» Set task: Rewrite all of the records below, replacing "giving one point per instance" with "placing one point on each instance" wherever it occurs and keeping everything else the same.

» Records to use:

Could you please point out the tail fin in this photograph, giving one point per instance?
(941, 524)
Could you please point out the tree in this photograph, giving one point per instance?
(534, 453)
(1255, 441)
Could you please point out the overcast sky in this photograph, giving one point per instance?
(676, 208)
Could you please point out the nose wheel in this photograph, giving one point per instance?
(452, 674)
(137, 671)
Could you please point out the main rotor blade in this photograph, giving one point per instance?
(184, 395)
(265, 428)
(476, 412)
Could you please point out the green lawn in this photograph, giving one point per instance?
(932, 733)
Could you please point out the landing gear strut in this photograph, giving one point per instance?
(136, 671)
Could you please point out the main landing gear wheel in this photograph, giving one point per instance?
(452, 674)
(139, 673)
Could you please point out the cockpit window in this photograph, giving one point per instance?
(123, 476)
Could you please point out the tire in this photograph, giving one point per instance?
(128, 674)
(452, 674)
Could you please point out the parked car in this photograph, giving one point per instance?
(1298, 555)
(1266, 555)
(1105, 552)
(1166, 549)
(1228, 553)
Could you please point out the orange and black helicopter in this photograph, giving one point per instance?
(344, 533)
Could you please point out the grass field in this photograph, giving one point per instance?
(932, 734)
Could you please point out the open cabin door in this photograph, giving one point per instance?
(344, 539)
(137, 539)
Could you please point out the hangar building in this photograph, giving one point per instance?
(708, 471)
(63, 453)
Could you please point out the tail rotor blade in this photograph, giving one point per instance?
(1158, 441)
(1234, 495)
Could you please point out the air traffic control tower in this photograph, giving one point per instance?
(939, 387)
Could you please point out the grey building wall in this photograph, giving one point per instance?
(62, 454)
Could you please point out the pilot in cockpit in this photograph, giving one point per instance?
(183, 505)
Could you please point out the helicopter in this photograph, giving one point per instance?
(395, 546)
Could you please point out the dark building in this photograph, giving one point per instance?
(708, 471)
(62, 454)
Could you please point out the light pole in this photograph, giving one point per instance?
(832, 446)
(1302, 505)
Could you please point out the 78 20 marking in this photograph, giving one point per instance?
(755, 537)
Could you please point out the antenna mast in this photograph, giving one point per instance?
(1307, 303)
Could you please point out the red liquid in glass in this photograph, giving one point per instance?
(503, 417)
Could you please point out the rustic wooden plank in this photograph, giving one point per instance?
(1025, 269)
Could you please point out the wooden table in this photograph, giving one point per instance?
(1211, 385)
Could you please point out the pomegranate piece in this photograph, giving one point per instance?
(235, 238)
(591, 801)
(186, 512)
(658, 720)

» Written answer:
Could you please point out the tail fin in this photograph, placing one point on each instance?
(941, 524)
Could you please point out the tree in this photograph, placing one point on each instance?
(534, 453)
(1255, 441)
Could you please point out the overcast sky in this photograph, placing one point on each instance?
(676, 208)
Could you please point out the nose wheel in this photograph, placing one point on each instance?
(452, 674)
(137, 671)
Could you please point out the main rotor blade in this photograph, placing one point on each instance?
(184, 395)
(265, 428)
(476, 412)
Could you please point out the green lawn in this photograph, placing one point on each instance?
(932, 733)
Could you please point out the landing gear strut in this photograph, placing one point on each instance?
(136, 671)
Could you please point out the main landing gear wheel in this photograph, placing one point on each instance?
(452, 674)
(139, 673)
Could you please point out the cockpit window in this photograph, placing one point on each instance?
(123, 476)
Could you please point out the tire in this photograph, placing one point on each instance?
(128, 674)
(452, 674)
Could you please point out the parked car in this photograph, placing one point on each instance?
(1298, 555)
(1266, 555)
(1105, 552)
(1166, 549)
(1228, 553)
Could you please point out the orange and black helicopter in this photograph, placing one point on each instance?
(344, 533)
Could you please point out the grass field in this photograph, placing one point on each instance?
(932, 734)
Could you please point out the open cabin door in this photograph, placing one point on each instance?
(344, 539)
(137, 539)
Could you please point out the hangar building in this photograph, placing one point on each instance?
(708, 471)
(63, 453)
Could you please point out the tail rotor blade in this photograph, placing one point on each instance?
(1158, 441)
(1234, 495)
Could you please point out the air traffic control tower in this photograph, placing one point on each instance?
(939, 387)
Could you please point out the grey building wall in this photograph, placing one point on each instance?
(62, 454)
Could you please point out the pilot in cockpit in this photograph, placing one point on each instance?
(183, 505)
Could you please point out the helicopter in this photograph, placing one point on each instance?
(395, 546)
Could you please point out the dark building in this photograph, placing one point on each instance?
(708, 471)
(62, 454)
Could you please point out the light pole in this photograph, placing one point on each instance?
(832, 446)
(1302, 505)
Could you please point out the 78 20 marking in this photograph, placing one point on each instance?
(755, 537)
Could you please point out the antenna mast in this photograph, placing one point on each instance?
(1307, 303)
Could you please point out the red liquid in glass in this photograph, placing one point on each instance?
(503, 417)
Could you please point out the rustic wooden plank in this photograph, placing one point on each instance?
(1025, 269)
Could you please point out the wooden table in this photograph, placing one point on each instance?
(1211, 385)
Could you please point out the pomegranate piece in this photograph, placing one point on each instance?
(235, 238)
(591, 801)
(186, 512)
(658, 720)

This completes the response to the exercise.